- Exercise requirements: Identify each line below containing the string "gravel" and copy it.

::: Records for processing

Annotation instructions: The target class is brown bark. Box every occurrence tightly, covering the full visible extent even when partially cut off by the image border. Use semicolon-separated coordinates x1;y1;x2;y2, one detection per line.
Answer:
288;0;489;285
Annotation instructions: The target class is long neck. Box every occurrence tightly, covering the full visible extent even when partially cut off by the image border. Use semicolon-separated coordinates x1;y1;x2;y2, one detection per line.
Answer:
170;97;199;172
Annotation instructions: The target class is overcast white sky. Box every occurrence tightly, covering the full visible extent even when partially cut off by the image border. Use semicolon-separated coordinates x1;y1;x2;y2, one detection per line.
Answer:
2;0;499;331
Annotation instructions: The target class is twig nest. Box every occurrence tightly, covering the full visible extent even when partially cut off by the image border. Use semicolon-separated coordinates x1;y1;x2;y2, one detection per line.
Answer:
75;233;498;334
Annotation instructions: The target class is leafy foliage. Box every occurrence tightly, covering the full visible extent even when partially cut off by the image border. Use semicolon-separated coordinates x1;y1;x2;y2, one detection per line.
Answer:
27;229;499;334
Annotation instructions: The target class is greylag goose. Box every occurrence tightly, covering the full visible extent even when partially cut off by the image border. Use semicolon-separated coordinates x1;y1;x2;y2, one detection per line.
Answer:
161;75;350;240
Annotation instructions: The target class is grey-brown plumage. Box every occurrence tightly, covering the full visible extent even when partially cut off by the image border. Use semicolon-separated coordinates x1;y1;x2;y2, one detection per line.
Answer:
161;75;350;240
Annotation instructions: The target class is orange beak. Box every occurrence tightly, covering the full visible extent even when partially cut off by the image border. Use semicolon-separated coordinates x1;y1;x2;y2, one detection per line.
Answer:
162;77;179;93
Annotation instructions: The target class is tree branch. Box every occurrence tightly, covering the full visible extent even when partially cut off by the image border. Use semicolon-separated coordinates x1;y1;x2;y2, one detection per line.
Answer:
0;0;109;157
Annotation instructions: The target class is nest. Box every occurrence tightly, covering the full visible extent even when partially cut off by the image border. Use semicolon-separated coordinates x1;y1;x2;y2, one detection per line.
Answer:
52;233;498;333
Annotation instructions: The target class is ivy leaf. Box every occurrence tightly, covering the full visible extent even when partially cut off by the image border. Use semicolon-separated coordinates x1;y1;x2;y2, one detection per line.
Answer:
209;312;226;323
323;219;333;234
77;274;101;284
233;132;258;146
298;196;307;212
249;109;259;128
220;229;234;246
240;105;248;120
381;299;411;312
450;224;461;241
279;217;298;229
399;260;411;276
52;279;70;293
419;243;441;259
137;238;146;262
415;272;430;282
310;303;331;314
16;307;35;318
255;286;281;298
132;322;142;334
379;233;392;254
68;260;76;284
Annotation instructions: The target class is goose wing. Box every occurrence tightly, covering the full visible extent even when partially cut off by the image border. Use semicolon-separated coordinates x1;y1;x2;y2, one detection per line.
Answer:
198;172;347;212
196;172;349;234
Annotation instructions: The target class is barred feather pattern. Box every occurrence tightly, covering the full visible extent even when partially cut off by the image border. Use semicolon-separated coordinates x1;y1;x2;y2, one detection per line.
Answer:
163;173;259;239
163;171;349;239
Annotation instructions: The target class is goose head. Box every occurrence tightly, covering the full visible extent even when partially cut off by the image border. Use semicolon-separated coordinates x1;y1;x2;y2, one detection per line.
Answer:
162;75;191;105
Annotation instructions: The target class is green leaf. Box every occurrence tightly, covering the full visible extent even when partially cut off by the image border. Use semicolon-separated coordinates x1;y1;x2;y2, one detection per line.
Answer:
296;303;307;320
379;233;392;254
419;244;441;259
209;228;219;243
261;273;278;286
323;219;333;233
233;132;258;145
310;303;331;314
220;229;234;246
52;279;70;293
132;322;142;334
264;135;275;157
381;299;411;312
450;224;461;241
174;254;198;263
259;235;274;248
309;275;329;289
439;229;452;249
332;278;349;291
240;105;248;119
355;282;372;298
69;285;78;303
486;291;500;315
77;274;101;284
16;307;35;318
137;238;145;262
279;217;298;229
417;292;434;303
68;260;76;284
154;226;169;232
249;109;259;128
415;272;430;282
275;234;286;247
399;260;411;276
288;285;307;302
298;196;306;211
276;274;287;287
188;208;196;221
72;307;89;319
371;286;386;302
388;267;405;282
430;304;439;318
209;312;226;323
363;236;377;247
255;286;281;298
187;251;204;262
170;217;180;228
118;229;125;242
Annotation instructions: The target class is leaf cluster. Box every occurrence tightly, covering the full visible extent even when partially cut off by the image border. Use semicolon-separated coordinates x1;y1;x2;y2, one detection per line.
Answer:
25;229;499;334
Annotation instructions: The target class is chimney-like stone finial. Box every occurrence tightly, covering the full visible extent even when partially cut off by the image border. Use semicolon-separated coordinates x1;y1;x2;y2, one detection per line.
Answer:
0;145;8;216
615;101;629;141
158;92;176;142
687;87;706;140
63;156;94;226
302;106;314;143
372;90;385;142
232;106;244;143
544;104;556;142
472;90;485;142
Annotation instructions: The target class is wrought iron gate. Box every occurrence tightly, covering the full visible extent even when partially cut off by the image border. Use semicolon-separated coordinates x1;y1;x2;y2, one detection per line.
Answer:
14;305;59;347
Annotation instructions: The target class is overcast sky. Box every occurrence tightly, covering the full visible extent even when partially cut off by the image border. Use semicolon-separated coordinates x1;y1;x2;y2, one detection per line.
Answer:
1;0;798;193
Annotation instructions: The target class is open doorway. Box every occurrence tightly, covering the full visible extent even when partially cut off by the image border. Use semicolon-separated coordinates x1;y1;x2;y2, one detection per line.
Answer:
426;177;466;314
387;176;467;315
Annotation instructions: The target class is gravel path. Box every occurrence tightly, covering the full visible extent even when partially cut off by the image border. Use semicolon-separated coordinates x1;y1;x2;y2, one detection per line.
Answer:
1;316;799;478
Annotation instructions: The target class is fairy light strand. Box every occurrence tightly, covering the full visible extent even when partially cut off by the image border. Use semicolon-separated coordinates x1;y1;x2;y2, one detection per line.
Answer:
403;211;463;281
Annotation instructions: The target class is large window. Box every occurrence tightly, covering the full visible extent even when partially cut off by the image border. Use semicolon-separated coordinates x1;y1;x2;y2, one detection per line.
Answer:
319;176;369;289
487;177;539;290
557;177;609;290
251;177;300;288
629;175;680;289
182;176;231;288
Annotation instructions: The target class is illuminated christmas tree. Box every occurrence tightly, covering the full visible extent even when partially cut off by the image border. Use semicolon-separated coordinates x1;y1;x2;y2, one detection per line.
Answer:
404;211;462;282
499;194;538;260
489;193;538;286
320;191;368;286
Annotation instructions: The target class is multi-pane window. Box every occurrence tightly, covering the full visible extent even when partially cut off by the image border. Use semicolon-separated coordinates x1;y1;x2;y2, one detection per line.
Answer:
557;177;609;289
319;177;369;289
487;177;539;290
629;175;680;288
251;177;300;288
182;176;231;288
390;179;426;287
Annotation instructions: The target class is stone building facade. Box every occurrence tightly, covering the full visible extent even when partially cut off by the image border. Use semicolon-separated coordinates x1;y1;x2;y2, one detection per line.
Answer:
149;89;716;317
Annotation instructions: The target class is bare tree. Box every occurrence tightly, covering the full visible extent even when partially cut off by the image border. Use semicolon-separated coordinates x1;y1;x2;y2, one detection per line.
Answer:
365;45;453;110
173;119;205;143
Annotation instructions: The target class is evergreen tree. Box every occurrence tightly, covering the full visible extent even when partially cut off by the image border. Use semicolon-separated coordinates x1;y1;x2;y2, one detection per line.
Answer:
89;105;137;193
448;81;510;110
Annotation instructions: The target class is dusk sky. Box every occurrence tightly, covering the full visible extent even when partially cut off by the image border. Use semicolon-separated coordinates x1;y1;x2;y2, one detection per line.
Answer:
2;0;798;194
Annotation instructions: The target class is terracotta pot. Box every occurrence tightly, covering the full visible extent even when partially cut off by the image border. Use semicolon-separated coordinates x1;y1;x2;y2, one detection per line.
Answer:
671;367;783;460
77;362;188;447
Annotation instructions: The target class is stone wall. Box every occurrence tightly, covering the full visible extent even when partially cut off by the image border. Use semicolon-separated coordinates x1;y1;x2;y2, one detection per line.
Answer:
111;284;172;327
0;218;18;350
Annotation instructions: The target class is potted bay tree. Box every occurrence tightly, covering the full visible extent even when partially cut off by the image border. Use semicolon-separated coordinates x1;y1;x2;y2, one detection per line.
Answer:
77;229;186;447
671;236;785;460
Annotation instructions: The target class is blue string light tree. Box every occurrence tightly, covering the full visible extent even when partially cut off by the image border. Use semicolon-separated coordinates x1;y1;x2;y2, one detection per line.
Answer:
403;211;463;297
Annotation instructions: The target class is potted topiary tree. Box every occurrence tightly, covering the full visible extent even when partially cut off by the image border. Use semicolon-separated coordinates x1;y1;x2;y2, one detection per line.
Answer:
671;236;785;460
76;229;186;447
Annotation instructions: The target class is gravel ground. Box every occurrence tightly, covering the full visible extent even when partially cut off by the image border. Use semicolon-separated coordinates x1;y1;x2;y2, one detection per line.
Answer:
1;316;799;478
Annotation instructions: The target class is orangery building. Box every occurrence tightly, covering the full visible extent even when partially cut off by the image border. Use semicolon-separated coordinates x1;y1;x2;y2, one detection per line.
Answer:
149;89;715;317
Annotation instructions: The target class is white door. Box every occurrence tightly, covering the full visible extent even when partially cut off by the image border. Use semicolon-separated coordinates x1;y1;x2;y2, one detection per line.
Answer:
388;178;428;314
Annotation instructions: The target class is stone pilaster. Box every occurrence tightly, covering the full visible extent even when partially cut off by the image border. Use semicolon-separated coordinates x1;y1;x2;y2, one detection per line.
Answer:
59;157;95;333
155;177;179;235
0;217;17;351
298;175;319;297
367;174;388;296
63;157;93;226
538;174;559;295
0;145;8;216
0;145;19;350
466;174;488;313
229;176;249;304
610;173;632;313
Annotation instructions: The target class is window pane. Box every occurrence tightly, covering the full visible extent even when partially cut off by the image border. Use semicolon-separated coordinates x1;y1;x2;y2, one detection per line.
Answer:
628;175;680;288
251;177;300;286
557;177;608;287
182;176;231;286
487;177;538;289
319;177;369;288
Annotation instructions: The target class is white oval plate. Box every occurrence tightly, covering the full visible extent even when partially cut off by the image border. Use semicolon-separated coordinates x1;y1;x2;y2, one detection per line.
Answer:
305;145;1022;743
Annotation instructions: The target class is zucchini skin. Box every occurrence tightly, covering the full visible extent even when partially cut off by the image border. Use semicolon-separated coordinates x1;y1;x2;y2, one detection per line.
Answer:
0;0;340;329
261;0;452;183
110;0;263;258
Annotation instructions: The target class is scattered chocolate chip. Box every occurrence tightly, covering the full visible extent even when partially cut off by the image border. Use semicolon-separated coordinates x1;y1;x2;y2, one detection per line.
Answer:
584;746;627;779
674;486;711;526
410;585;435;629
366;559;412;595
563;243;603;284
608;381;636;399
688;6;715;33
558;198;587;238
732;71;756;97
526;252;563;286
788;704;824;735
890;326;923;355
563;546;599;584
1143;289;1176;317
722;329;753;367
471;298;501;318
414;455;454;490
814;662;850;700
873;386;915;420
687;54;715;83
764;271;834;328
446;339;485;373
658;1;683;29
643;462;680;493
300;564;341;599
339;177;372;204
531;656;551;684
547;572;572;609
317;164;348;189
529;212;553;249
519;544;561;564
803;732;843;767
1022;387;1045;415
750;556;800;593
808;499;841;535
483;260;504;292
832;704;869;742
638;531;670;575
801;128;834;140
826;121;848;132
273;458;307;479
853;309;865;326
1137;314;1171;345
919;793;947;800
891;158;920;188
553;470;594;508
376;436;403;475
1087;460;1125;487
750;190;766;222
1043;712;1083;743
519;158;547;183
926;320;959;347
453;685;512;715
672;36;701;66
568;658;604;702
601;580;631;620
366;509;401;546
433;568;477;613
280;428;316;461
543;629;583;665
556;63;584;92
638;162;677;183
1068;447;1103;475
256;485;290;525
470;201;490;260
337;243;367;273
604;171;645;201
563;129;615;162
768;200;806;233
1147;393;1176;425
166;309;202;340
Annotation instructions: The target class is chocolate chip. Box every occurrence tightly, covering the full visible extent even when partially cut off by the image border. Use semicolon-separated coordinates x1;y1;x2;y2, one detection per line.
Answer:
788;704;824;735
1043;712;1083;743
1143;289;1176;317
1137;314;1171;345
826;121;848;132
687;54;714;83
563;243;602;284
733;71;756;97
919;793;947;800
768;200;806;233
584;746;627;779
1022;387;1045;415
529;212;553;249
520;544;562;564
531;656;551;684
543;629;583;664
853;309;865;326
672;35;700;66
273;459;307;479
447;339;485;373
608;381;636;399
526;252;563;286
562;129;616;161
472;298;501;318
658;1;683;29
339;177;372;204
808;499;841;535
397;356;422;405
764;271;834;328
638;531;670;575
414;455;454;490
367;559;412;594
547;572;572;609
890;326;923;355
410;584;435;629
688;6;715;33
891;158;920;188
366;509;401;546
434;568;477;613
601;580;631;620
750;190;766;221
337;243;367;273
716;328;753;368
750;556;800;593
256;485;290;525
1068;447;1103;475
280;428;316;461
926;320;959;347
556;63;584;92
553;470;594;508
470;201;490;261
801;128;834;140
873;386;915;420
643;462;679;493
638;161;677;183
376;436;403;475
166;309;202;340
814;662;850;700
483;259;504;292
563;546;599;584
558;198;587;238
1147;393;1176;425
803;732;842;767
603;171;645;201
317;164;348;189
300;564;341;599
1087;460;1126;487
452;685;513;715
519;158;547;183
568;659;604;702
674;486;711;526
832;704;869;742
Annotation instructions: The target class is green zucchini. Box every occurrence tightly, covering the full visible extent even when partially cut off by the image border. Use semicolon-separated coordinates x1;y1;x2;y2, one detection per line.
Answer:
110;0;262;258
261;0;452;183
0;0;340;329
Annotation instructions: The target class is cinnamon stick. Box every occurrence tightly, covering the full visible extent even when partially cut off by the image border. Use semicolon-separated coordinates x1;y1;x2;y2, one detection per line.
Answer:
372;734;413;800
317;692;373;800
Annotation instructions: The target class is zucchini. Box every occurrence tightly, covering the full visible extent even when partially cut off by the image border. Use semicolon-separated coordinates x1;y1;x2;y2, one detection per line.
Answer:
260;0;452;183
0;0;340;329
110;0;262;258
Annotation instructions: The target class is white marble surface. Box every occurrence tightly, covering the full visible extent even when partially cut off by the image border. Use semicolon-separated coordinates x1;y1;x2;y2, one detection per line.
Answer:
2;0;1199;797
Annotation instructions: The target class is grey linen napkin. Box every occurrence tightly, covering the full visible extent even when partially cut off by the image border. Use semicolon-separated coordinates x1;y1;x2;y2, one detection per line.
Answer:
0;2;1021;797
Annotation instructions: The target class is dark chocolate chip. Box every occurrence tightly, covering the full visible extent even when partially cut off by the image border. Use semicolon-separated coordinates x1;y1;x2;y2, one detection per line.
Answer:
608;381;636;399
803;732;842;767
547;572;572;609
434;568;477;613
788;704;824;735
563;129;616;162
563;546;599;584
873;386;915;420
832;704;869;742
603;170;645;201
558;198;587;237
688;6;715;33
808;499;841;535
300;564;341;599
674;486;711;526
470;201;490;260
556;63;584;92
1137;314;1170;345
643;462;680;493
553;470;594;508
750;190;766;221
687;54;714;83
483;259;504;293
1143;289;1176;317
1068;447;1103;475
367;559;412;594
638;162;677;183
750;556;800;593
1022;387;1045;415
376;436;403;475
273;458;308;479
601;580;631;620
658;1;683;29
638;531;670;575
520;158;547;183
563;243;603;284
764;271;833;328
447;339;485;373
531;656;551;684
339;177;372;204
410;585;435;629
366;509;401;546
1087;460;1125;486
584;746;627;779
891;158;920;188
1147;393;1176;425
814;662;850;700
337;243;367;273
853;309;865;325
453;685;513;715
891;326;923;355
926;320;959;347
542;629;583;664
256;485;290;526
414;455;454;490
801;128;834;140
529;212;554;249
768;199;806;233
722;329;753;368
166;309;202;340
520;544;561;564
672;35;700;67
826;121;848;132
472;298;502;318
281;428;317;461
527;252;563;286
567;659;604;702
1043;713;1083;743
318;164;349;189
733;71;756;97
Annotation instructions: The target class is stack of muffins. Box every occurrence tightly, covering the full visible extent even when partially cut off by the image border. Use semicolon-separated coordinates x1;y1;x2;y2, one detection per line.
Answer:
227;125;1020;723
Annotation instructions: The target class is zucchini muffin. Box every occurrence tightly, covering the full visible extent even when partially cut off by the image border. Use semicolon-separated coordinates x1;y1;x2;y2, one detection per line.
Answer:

::::::

- Finished task:
Annotation instructions: The target class is gravel path. Box every occurrence tightly, covering the full visible extent even when partially cut off by the image border. Use semicolon-separated coordinates x1;y1;x2;y2, one detection per line.
Annotation instructions: The target class is gravel ground. Box every occurrence tightly, covering the full visible extent even when partially cut off by the image border. Use semicolon-separated coordinates x1;y1;x2;y2, one detection per line.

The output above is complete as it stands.